EXCERPTED DATA:
═══
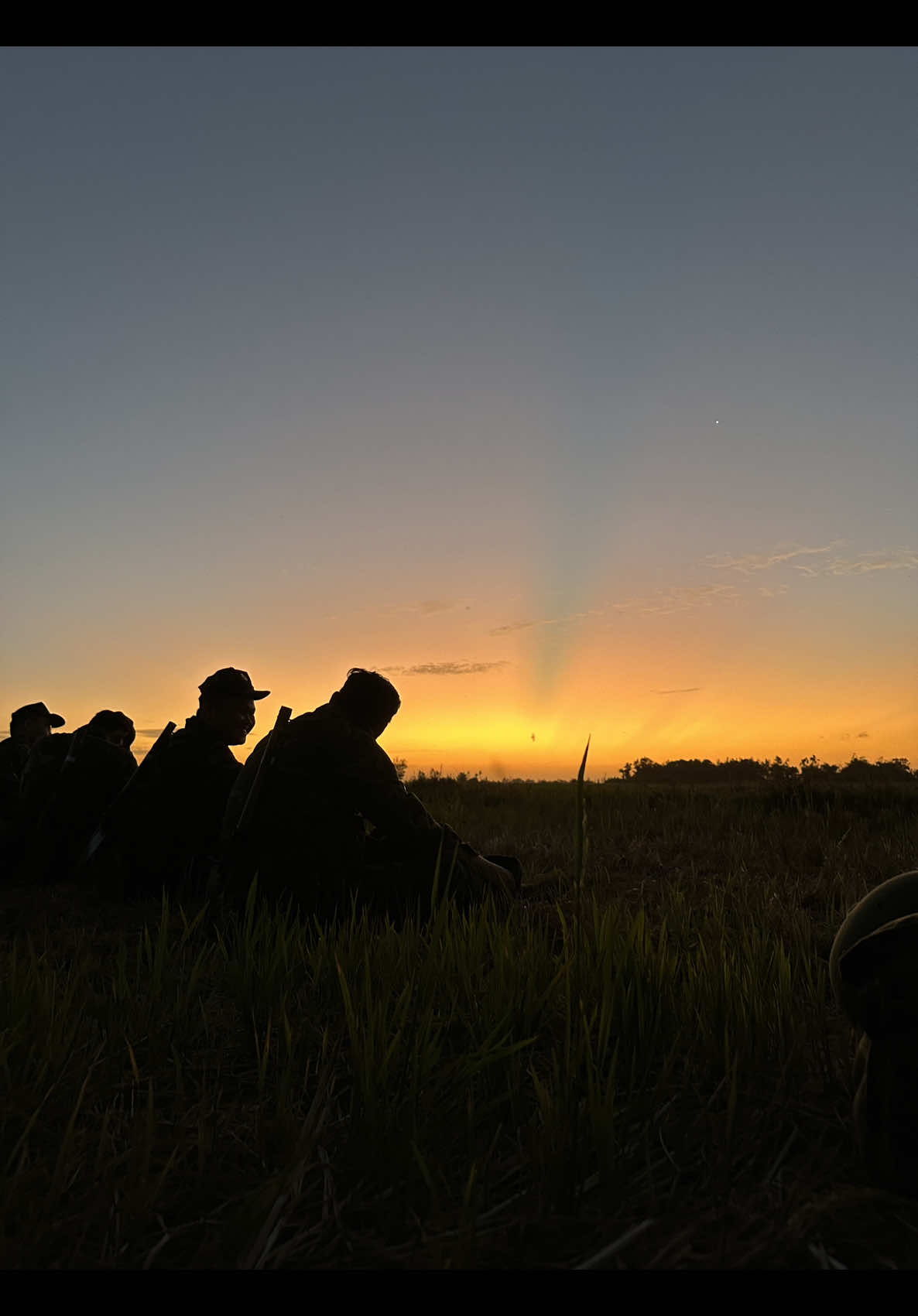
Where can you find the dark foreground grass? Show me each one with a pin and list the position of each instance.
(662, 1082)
═══
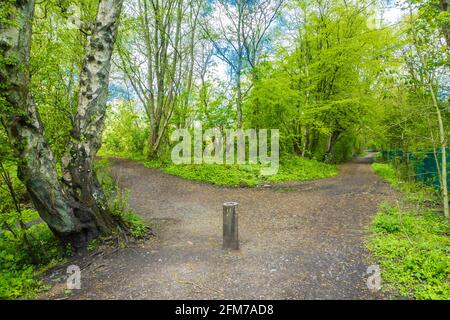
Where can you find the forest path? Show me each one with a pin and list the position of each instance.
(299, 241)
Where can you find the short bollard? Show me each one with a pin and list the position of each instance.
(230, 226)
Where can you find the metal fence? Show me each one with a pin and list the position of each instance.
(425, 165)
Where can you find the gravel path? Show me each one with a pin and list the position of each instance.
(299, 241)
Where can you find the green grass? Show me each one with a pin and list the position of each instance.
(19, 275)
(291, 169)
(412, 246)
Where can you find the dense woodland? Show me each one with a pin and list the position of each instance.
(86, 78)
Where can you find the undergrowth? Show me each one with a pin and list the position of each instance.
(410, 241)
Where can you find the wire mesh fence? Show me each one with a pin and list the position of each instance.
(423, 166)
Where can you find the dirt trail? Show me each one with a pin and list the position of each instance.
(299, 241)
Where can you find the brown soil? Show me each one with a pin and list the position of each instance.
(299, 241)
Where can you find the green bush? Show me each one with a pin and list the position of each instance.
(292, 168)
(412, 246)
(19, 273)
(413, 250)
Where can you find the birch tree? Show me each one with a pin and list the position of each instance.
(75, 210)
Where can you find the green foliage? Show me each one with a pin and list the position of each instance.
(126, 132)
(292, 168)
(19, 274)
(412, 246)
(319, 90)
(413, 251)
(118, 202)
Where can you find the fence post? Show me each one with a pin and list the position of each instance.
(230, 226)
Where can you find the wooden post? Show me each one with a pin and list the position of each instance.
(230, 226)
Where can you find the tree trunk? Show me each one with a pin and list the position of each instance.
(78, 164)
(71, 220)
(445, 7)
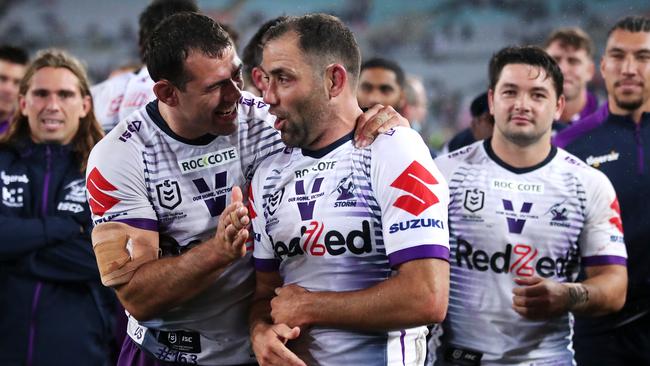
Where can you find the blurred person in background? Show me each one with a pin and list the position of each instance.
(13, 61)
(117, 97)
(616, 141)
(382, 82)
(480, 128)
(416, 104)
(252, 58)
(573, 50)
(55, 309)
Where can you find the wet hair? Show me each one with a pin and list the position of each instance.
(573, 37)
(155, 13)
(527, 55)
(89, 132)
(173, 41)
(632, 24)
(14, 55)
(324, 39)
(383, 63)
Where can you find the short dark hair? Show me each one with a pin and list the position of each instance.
═══
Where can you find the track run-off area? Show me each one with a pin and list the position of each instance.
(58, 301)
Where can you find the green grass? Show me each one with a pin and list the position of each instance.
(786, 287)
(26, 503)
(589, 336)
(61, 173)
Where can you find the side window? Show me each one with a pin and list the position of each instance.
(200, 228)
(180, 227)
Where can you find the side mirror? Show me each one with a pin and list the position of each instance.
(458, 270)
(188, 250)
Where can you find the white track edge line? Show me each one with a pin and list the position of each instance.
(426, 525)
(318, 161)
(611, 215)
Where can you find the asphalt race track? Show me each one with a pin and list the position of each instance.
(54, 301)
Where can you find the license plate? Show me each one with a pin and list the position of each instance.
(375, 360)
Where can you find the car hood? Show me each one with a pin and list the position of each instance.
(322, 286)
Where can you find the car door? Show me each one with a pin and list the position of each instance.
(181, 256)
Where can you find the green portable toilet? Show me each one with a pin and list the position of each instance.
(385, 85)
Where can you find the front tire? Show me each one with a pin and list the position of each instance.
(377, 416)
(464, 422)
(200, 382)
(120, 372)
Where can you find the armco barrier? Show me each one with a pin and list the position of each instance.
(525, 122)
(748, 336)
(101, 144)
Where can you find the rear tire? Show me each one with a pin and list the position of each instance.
═══
PROBLEM: Write out the entries from the line with "Where can you find the dark" up to and including the line with "(662, 1082)".

OUTPUT:
Where can you find the dark foreground grass? Show me each one with a pin and list the position of each instance.
(662, 1082)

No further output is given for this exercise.